**WHAT TO WORK ON:**
Wherever a line of the data contains "bare", copy that line.

Point localization data

==*==

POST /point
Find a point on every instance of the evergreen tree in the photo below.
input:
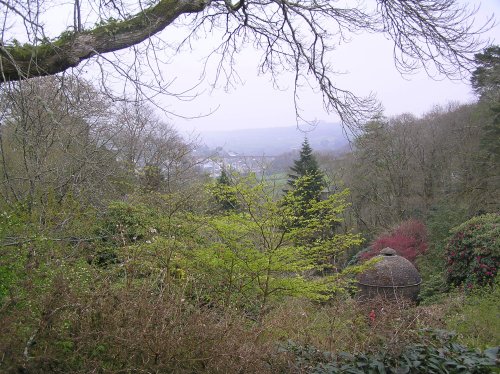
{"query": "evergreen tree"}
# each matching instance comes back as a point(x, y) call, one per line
point(307, 165)
point(224, 193)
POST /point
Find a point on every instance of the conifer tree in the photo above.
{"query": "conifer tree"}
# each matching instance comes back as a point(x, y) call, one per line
point(307, 165)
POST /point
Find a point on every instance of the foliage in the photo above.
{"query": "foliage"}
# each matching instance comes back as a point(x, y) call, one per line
point(436, 353)
point(432, 265)
point(250, 258)
point(475, 320)
point(409, 239)
point(224, 195)
point(307, 165)
point(473, 251)
point(485, 79)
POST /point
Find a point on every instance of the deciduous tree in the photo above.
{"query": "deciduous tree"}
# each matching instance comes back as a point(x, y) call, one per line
point(299, 36)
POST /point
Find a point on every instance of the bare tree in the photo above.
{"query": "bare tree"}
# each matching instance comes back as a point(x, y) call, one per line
point(54, 139)
point(296, 36)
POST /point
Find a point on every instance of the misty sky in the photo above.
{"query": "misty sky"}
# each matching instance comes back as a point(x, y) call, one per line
point(365, 65)
point(368, 66)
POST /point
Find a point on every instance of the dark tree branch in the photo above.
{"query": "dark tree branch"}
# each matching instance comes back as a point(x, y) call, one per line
point(27, 61)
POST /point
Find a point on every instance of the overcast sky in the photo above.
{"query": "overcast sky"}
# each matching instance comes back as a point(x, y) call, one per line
point(368, 67)
point(365, 64)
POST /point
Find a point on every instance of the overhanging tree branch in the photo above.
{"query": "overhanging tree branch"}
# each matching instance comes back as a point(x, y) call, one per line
point(27, 61)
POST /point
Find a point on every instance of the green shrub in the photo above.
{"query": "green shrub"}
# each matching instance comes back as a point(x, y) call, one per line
point(473, 252)
point(476, 319)
point(437, 352)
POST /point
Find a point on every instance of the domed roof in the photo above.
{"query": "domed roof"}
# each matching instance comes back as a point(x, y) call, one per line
point(391, 271)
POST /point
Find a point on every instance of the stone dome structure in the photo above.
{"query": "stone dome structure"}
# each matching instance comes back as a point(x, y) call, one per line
point(392, 277)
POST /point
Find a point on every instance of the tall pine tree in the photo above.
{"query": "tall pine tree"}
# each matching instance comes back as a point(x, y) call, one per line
point(307, 165)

==*==

**RESPONSE:**
Find a point on every instance of the bare tree in the photo above.
{"query": "bare tree"}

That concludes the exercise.